_What you should do_
From the records below, extract only the lines running from the line with "Target: yellow throw pillow" to the line with "Provide the location of each instance of the wooden", both lines included, reproducing them exactly.

── Study material

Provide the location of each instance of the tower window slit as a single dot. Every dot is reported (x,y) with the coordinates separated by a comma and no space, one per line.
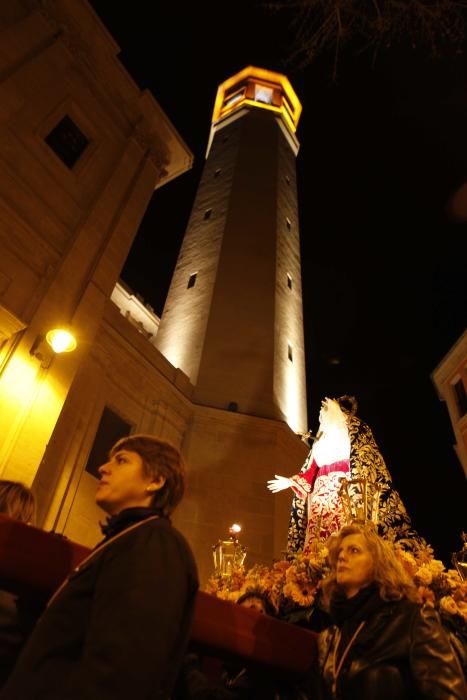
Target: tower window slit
(192,280)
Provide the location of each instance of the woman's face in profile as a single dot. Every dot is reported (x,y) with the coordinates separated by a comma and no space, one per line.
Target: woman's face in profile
(354,569)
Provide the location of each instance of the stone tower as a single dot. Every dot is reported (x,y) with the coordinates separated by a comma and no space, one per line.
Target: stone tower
(233,321)
(233,317)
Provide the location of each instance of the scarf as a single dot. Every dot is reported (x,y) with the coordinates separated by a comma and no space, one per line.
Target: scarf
(124,519)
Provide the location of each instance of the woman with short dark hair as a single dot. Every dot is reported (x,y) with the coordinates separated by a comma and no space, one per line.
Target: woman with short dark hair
(383,644)
(119,625)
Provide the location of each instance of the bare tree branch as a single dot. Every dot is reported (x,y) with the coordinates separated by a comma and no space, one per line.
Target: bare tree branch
(324,25)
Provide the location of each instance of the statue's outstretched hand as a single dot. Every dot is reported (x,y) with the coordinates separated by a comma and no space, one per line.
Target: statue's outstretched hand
(279,483)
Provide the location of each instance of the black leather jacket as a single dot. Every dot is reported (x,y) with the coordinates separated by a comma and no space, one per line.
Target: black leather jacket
(402,645)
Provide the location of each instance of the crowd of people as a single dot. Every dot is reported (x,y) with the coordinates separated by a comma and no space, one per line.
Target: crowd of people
(120,624)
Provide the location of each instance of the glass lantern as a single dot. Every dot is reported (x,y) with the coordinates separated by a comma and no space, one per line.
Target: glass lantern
(459,559)
(229,554)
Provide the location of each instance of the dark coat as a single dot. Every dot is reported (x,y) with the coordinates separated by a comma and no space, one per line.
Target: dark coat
(401,652)
(119,627)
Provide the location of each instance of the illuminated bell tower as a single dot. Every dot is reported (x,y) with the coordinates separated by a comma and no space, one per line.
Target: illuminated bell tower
(233,318)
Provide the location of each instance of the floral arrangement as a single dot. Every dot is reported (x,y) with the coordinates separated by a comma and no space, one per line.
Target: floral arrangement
(290,584)
(437,586)
(293,584)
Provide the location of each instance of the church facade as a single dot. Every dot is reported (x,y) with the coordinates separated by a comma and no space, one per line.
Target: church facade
(82,151)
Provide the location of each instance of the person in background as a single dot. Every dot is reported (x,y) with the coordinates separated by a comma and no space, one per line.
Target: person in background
(382,645)
(119,625)
(16,617)
(16,501)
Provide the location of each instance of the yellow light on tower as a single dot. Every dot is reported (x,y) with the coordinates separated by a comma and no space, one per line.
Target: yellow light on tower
(61,340)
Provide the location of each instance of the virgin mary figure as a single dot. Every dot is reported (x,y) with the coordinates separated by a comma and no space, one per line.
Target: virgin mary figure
(343,449)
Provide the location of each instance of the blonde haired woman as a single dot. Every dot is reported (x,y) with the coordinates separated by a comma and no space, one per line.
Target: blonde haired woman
(16,501)
(17,615)
(383,644)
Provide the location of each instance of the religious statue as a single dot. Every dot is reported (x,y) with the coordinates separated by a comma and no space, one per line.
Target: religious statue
(343,449)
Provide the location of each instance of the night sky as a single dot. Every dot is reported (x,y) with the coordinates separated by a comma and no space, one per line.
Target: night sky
(384,269)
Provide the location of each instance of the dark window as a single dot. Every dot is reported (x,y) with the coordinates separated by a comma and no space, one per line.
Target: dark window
(191,280)
(461,397)
(67,141)
(111,428)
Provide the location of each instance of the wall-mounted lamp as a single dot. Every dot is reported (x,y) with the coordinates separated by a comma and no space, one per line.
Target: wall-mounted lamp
(58,340)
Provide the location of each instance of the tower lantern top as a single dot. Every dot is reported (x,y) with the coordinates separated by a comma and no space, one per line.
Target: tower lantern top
(261,88)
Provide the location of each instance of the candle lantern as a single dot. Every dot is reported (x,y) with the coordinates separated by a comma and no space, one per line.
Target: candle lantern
(229,554)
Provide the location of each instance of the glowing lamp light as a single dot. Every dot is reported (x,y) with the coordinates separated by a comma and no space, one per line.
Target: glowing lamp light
(61,340)
(228,555)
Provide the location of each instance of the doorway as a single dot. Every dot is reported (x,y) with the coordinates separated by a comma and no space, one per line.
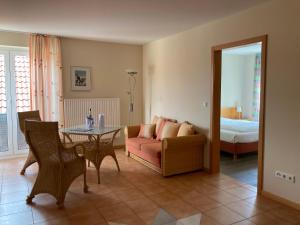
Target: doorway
(14,98)
(237,110)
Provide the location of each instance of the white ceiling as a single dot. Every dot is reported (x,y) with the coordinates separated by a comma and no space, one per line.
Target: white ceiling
(125,21)
(244,50)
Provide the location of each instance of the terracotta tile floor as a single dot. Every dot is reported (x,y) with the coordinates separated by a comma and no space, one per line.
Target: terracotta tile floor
(134,197)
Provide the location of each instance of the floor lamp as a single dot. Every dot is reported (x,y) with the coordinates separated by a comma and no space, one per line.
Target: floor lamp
(131,91)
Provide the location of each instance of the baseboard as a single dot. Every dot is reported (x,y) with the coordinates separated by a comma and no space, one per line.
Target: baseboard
(281,200)
(13,156)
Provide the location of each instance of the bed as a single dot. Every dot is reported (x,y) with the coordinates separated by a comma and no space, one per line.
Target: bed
(237,135)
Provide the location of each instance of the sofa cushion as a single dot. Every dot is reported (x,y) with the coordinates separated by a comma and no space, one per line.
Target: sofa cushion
(185,129)
(169,130)
(152,153)
(146,131)
(137,142)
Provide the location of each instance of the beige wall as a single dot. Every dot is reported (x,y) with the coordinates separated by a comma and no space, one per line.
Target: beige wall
(177,71)
(108,62)
(14,39)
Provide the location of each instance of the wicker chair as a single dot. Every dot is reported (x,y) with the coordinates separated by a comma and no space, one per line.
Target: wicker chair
(30,115)
(97,150)
(58,165)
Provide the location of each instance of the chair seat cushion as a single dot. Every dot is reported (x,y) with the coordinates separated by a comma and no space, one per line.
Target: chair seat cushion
(137,142)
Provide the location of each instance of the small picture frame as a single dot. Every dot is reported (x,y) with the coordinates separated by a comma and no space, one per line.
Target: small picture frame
(80,78)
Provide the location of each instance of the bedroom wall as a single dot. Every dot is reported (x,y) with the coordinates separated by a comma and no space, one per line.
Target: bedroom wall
(177,81)
(237,82)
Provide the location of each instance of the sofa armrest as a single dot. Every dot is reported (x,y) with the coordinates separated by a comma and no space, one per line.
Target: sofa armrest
(182,154)
(131,131)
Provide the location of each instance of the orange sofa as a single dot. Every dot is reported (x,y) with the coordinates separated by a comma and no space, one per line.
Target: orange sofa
(169,156)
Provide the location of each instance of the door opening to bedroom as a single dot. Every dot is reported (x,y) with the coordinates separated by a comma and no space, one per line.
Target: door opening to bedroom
(238,110)
(239,121)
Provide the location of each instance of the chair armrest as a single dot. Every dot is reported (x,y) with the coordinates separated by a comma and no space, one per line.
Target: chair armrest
(182,154)
(72,148)
(131,131)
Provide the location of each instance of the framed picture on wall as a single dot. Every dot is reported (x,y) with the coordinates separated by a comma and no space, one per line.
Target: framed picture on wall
(80,78)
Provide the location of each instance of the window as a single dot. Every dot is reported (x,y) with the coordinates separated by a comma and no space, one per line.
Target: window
(14,97)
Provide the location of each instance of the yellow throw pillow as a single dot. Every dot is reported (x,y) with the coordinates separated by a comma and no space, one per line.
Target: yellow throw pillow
(154,120)
(185,130)
(169,130)
(146,131)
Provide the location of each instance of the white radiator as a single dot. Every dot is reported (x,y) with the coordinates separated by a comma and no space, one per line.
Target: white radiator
(76,110)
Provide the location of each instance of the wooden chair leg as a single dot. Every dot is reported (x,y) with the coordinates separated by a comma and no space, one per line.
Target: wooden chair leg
(234,156)
(85,187)
(115,158)
(98,174)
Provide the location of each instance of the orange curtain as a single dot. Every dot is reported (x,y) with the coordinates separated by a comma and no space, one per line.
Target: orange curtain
(46,77)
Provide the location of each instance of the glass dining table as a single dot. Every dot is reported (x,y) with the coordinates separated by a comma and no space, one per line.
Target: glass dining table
(96,147)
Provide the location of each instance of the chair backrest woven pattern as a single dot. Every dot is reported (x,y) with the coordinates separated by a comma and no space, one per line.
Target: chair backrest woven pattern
(44,141)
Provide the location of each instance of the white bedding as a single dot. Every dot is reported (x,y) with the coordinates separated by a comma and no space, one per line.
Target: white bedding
(239,131)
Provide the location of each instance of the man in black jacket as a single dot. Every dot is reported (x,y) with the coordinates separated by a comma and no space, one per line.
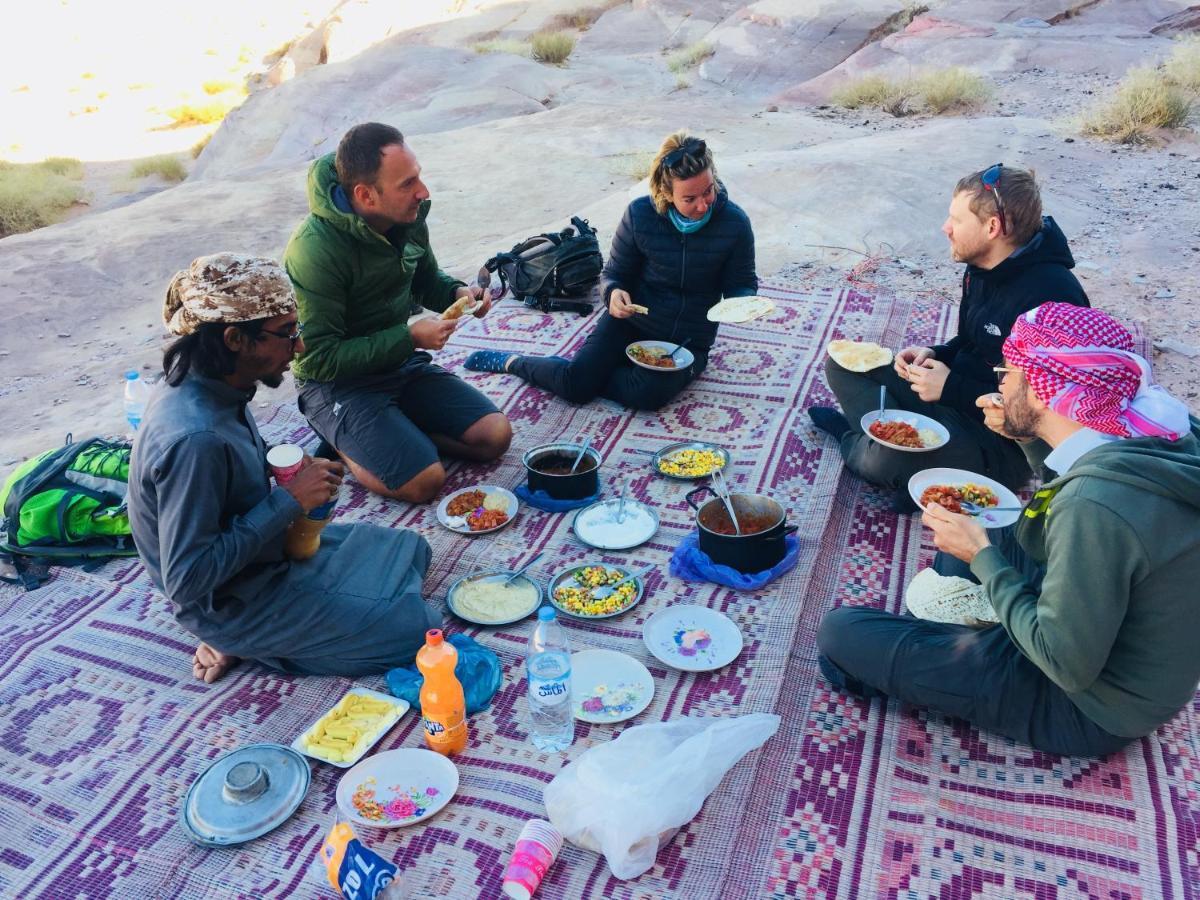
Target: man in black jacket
(1015,261)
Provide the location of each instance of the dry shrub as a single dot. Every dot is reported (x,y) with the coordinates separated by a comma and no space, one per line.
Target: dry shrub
(1144,101)
(690,57)
(36,196)
(552,47)
(167,167)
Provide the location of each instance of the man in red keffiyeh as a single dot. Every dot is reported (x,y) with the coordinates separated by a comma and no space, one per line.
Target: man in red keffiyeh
(1093,587)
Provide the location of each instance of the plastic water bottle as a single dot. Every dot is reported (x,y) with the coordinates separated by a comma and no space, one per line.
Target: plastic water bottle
(137,393)
(549,670)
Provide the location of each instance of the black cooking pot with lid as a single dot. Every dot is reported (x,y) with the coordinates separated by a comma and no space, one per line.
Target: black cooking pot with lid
(558,481)
(748,553)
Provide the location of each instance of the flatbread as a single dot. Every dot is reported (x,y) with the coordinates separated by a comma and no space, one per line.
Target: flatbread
(949,599)
(859,355)
(741,309)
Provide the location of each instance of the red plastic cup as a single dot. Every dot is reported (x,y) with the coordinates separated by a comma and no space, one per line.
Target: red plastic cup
(286,460)
(537,850)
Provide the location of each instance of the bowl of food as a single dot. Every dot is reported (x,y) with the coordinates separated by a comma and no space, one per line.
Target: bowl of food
(478,510)
(907,432)
(657,355)
(689,460)
(549,469)
(484,599)
(995,504)
(574,591)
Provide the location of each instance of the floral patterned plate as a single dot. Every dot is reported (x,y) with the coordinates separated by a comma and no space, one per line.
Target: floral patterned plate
(609,687)
(397,787)
(694,639)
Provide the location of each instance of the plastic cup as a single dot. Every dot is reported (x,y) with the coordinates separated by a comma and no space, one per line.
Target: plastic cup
(537,850)
(303,539)
(286,460)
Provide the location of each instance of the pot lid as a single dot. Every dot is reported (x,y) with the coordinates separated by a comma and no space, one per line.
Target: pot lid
(599,527)
(245,795)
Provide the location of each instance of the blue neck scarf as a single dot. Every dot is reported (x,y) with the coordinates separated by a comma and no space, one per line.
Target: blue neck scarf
(687,226)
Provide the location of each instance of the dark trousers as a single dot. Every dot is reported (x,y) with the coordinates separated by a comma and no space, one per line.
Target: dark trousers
(977,675)
(972,445)
(601,369)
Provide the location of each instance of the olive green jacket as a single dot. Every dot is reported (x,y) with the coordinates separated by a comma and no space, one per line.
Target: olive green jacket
(355,287)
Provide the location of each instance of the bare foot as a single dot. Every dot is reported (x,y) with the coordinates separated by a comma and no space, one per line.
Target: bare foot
(210,664)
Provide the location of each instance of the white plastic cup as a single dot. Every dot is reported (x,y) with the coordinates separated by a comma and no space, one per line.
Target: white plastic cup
(537,850)
(286,460)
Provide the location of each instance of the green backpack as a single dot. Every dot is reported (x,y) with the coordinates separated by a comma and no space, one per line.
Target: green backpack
(70,503)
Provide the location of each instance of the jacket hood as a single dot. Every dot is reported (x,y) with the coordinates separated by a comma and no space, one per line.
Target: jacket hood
(323,193)
(1048,246)
(1168,468)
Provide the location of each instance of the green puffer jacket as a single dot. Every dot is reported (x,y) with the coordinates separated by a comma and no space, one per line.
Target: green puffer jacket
(357,287)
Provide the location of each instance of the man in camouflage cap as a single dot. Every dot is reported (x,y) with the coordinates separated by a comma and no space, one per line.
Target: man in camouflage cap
(210,526)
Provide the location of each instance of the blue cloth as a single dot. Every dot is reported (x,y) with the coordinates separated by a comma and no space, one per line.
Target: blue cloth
(543,501)
(690,563)
(478,670)
(687,226)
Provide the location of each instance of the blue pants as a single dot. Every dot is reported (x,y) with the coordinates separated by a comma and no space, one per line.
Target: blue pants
(977,675)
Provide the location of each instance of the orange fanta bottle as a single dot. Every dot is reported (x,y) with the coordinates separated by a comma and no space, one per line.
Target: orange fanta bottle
(443,705)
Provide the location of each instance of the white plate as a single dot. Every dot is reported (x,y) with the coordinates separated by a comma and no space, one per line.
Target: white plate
(741,309)
(448,521)
(456,611)
(567,577)
(916,420)
(694,639)
(957,478)
(412,780)
(402,707)
(609,687)
(683,358)
(597,525)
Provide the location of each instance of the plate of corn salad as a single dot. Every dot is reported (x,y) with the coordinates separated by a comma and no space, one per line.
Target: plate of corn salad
(574,592)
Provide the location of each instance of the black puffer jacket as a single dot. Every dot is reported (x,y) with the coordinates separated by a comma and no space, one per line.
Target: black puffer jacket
(1038,273)
(679,276)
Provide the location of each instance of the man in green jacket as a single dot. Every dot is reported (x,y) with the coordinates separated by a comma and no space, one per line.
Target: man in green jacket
(361,264)
(1095,587)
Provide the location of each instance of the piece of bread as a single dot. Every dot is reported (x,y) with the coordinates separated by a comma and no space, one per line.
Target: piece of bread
(460,307)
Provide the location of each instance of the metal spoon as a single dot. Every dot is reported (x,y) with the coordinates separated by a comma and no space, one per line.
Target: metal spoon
(502,579)
(587,444)
(606,591)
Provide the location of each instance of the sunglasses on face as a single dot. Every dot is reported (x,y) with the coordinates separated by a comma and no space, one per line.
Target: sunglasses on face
(991,183)
(695,149)
(283,336)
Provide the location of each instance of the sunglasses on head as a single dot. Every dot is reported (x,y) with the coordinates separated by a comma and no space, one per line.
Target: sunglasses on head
(694,148)
(991,183)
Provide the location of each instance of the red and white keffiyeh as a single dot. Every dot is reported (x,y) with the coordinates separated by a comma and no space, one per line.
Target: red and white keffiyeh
(1081,365)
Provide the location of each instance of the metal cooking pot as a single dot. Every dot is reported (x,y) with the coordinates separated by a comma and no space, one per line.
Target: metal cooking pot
(574,486)
(745,552)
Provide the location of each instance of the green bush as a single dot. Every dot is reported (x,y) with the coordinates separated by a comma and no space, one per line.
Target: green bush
(39,195)
(167,167)
(552,47)
(1144,101)
(690,57)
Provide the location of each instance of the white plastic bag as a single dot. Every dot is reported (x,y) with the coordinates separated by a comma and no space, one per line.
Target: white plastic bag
(628,798)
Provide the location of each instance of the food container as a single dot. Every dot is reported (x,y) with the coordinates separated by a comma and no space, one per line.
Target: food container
(745,552)
(563,485)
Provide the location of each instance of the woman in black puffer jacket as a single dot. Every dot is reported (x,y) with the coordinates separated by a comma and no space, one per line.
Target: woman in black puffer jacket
(676,253)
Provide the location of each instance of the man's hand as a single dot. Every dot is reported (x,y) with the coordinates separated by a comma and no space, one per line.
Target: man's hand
(431,334)
(478,294)
(911,357)
(928,379)
(959,535)
(316,484)
(621,304)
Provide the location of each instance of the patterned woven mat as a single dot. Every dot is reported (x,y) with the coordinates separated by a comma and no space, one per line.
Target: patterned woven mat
(102,729)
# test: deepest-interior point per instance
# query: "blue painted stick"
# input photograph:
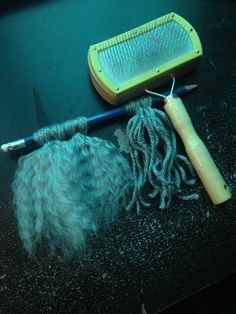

────

_Expected output_
Target: yellow throw pillow
(154,120)
(185,130)
(169,130)
(146,131)
Provide the location of each instance of the white radiator as a single dot. Every dot is reported (x,y) with the coordinates separated by a comma and no space, one per line.
Target: white radiator
(76,110)
Provide the location of each instance of the wooden chair leg as a single dot. Every dot is reported (x,y) with the coordinates separated by a comma and no space, one per line.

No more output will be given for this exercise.